Your task
Convert every entry below into a numbered list with one item per line. Omit blank lines and leave out the pictures.

** Start Supplied records **

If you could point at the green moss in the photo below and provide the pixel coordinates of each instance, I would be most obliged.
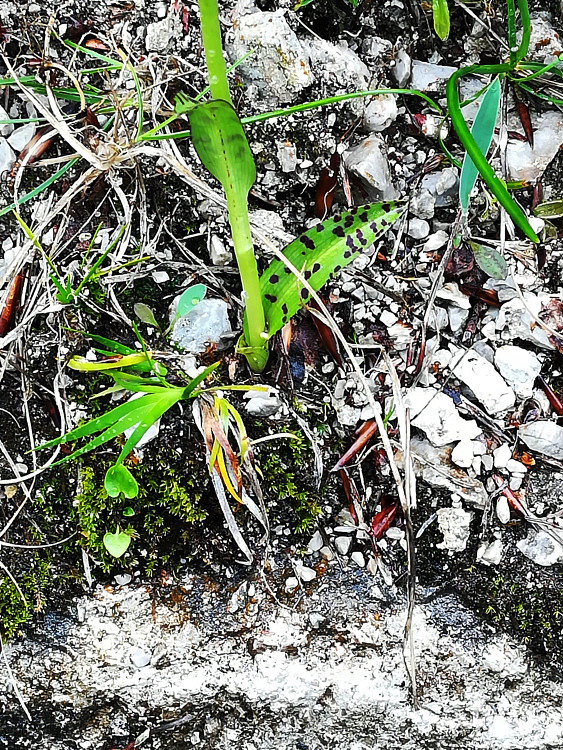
(16, 610)
(282, 483)
(167, 504)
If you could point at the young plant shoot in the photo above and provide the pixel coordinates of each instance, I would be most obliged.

** End Supplied records **

Result of the exercise
1. If you could point at the green moss in the photo below and provide the pixel coordinates of each instance, I would be most obliged.
2. (16, 610)
3. (282, 483)
4. (167, 504)
5. If you could point at the young plant shoot in the photo above and provide the pixel coordinates of each instance, I would be most obliged.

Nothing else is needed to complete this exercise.